* [PROMPT]: Please restate word for word only the lines that start at the one containing "of the potted" and continue to the final line of the material.

* [RECORDED DATA]:
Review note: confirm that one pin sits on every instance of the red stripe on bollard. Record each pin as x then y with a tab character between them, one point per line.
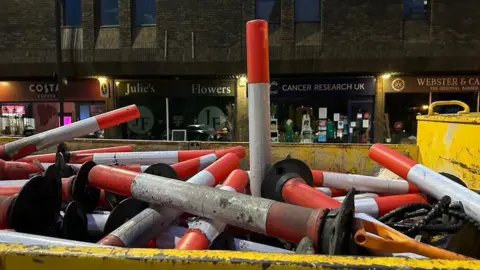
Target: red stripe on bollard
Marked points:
50	158
25	146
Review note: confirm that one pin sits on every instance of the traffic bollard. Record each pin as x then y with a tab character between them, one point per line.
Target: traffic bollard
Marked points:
202	232
332	192
10	170
379	206
258	77
148	157
35	206
358	196
151	221
182	170
290	180
71	156
25	146
252	213
362	183
428	181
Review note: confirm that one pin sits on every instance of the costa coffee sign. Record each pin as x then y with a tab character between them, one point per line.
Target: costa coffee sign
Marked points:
431	84
24	91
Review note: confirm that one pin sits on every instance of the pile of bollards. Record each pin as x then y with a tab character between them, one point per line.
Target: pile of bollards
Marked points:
201	199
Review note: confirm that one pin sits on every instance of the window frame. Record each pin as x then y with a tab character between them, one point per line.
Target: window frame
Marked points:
308	21
101	12
269	20
64	14
135	14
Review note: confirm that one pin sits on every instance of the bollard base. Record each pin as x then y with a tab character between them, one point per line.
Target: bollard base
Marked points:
75	224
124	211
281	172
37	203
86	195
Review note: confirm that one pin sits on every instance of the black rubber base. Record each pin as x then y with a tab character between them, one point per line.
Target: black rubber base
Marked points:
82	192
124	211
74	226
281	172
37	204
158	169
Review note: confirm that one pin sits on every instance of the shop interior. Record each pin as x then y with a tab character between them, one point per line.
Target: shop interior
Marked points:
332	119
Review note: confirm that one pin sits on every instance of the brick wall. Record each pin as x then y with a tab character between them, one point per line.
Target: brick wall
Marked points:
207	37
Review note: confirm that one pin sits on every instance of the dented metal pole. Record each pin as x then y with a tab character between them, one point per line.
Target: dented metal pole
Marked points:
258	76
25	146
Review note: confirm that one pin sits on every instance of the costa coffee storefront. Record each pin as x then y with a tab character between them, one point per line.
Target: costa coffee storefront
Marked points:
409	96
179	109
34	104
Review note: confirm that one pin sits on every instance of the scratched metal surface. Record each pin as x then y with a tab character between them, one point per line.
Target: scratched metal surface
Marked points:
15	257
451	144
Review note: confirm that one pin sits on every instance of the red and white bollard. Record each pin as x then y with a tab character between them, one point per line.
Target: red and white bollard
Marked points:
332	192
362	183
428	181
379	206
25	146
35	206
258	76
151	221
202	232
252	213
147	157
50	158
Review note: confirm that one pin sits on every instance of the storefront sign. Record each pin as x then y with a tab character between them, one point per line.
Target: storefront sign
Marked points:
177	88
22	91
431	84
307	87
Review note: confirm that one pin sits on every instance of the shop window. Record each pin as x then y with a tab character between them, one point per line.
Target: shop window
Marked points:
402	110
268	10
307	10
72	13
145	12
470	98
108	12
415	9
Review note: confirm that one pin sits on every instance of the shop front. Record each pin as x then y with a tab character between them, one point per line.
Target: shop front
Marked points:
409	96
32	106
179	110
322	110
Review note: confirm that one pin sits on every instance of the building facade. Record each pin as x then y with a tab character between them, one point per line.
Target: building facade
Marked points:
156	41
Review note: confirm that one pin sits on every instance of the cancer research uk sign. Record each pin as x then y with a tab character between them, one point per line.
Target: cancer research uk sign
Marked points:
320	86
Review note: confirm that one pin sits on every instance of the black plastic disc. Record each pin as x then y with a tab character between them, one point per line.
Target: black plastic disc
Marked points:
37	204
74	226
161	169
82	192
278	173
124	211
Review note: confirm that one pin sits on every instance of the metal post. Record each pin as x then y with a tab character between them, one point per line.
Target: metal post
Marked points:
58	47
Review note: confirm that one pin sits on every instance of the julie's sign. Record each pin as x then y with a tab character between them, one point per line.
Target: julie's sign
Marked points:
177	88
431	84
310	87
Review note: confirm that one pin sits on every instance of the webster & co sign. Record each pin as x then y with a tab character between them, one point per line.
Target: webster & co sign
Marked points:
177	88
431	84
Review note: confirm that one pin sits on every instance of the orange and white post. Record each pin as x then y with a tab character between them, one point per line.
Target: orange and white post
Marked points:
202	232
258	76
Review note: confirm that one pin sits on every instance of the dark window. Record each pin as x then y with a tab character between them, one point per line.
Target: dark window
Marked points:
415	9
72	13
307	10
109	12
145	12
268	10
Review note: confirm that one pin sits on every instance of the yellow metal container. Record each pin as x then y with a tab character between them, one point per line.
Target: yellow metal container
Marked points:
451	142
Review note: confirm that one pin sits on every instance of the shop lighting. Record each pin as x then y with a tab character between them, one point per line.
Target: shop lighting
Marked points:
102	80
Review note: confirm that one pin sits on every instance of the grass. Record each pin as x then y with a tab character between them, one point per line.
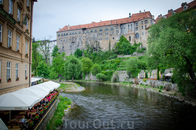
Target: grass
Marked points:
59	113
65	86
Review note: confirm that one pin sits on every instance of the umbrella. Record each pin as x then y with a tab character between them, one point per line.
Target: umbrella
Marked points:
32	92
16	101
169	74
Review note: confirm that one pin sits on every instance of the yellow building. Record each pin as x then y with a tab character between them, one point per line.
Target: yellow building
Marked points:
15	44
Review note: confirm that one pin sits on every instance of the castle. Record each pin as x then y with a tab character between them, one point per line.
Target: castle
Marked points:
106	33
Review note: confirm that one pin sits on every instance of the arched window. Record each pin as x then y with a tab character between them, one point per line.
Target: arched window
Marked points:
129	38
137	35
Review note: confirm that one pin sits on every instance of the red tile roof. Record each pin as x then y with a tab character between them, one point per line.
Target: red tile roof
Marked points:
190	5
134	17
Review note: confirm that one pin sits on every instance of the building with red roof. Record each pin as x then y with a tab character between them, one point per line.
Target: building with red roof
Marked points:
69	38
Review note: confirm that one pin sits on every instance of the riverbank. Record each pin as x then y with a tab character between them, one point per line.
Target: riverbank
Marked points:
161	91
62	109
70	87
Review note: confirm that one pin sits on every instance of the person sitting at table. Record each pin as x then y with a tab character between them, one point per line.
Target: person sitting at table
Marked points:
23	120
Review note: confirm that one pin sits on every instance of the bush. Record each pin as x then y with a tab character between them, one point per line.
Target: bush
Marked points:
101	77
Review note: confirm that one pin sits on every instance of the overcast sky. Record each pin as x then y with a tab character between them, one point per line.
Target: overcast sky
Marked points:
50	15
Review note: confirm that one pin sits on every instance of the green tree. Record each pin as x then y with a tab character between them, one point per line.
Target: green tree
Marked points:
55	51
58	63
78	53
72	67
134	66
95	69
36	57
86	65
172	43
101	77
43	69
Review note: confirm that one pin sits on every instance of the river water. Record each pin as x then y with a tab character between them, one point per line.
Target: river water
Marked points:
117	107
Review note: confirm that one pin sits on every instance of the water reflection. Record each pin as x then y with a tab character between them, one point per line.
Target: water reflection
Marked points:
146	110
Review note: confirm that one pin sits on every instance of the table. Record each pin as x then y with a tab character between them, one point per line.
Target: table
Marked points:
21	113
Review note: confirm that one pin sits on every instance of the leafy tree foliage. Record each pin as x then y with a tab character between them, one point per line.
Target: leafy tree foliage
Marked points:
172	43
72	67
78	53
43	69
86	65
95	69
134	66
55	51
36	57
101	76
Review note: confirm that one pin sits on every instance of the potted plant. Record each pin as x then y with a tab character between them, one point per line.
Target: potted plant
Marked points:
36	117
17	79
1	5
31	123
9	80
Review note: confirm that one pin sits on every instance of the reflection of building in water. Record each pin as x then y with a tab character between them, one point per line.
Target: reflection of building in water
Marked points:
69	38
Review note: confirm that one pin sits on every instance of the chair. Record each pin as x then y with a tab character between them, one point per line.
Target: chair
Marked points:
16	127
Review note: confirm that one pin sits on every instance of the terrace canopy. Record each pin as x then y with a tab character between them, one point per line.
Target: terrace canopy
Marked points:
26	98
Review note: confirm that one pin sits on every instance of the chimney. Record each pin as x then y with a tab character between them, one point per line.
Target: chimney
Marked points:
169	11
129	15
152	16
183	4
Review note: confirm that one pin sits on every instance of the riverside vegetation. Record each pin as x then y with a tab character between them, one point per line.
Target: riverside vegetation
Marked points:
171	44
56	120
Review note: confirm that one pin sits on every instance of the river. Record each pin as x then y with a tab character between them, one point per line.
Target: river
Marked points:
118	107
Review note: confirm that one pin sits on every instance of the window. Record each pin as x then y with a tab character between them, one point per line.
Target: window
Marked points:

* [TASK ANSWER]:
Review note: confirm that one pin sits on every instance of the potted plant. Record each pin as x then y with a tab character between them, one point per line.
Target: potted plant
Marked points:
36	117
17	79
1	5
31	123
9	80
Review note: confirm that one pin sits on every instance of the reflection of building in water. Record each pin as x then y with a tab character between them, one point per line.
Target: reflection of building in water
Marked points:
69	38
Review note: confirm that one pin sits on every instance of the chair. Record each pin as x then y with a tab character between them, one point per line.
Target: chair
Marked points:
16	127
Review note: confirm that one pin sits on every instance of the terrace canopy. Record each pin as x then y with a tab character between them, one point per line.
Target: terrace canopy
Marked points:
26	98
Review note: confirm that one pin sits on every instance of the chimney. Record each pin as x then y with a tab character between them, one point per line.
Target: chimney
Marked points:
169	11
129	15
152	16
183	4
Review note: confirm that one pin sits on every instance of the riverside vegetation. Record each pin as x then y with a tab character between them, one point per line.
Target: riverside vegetation
Marked points:
171	44
56	120
Review note: confirm that one pin sits on every instance of the river. Record each pin as x then y with a tab character between them, one point per line.
Target: river
Marked points:
118	107
Review note: confirm that one pin sits on every instance of the window. Record each pin as x then y with a tab character between them, one point per line.
Target: window
Marked points:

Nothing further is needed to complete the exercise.